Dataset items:

═══

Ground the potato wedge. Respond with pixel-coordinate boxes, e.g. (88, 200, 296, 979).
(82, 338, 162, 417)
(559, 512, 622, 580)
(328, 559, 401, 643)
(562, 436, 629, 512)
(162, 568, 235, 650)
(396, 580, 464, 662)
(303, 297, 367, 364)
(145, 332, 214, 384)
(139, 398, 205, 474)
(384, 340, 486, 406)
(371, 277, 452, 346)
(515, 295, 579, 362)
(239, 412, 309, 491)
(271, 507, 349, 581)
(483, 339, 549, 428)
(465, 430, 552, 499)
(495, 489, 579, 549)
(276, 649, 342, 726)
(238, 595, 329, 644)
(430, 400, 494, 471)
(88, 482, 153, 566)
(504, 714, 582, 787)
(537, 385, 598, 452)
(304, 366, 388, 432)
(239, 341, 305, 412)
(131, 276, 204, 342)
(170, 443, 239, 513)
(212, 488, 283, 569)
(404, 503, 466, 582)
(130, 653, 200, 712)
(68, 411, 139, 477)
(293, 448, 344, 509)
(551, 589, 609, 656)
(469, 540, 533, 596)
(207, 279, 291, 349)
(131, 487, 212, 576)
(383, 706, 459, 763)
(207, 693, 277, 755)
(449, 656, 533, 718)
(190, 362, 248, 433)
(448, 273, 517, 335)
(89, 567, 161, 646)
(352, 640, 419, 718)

═══

- _Directions_
Go through the records above and repeat each one exactly.

- _Task answer_
Ground the potato wedge. Respond with pixel-coordinate boxes, e.g. (88, 200, 296, 979).
(82, 338, 162, 417)
(559, 512, 622, 580)
(328, 559, 401, 643)
(562, 436, 629, 512)
(162, 568, 235, 650)
(396, 580, 464, 662)
(303, 297, 367, 364)
(145, 332, 214, 384)
(139, 398, 205, 474)
(384, 340, 486, 406)
(371, 277, 452, 346)
(515, 295, 579, 362)
(239, 412, 309, 491)
(271, 507, 349, 581)
(483, 339, 549, 428)
(465, 430, 552, 499)
(495, 489, 579, 549)
(276, 649, 342, 726)
(238, 595, 329, 644)
(430, 400, 494, 471)
(88, 482, 153, 566)
(504, 714, 582, 787)
(537, 385, 598, 452)
(304, 366, 388, 432)
(239, 341, 305, 412)
(131, 276, 204, 342)
(170, 443, 239, 513)
(212, 488, 283, 569)
(404, 503, 466, 582)
(130, 653, 200, 712)
(68, 411, 139, 477)
(293, 448, 344, 509)
(551, 589, 609, 656)
(469, 540, 533, 596)
(207, 279, 291, 349)
(131, 487, 212, 576)
(383, 706, 459, 763)
(207, 693, 277, 755)
(449, 656, 533, 718)
(190, 362, 248, 433)
(448, 273, 517, 335)
(89, 567, 161, 646)
(352, 640, 419, 718)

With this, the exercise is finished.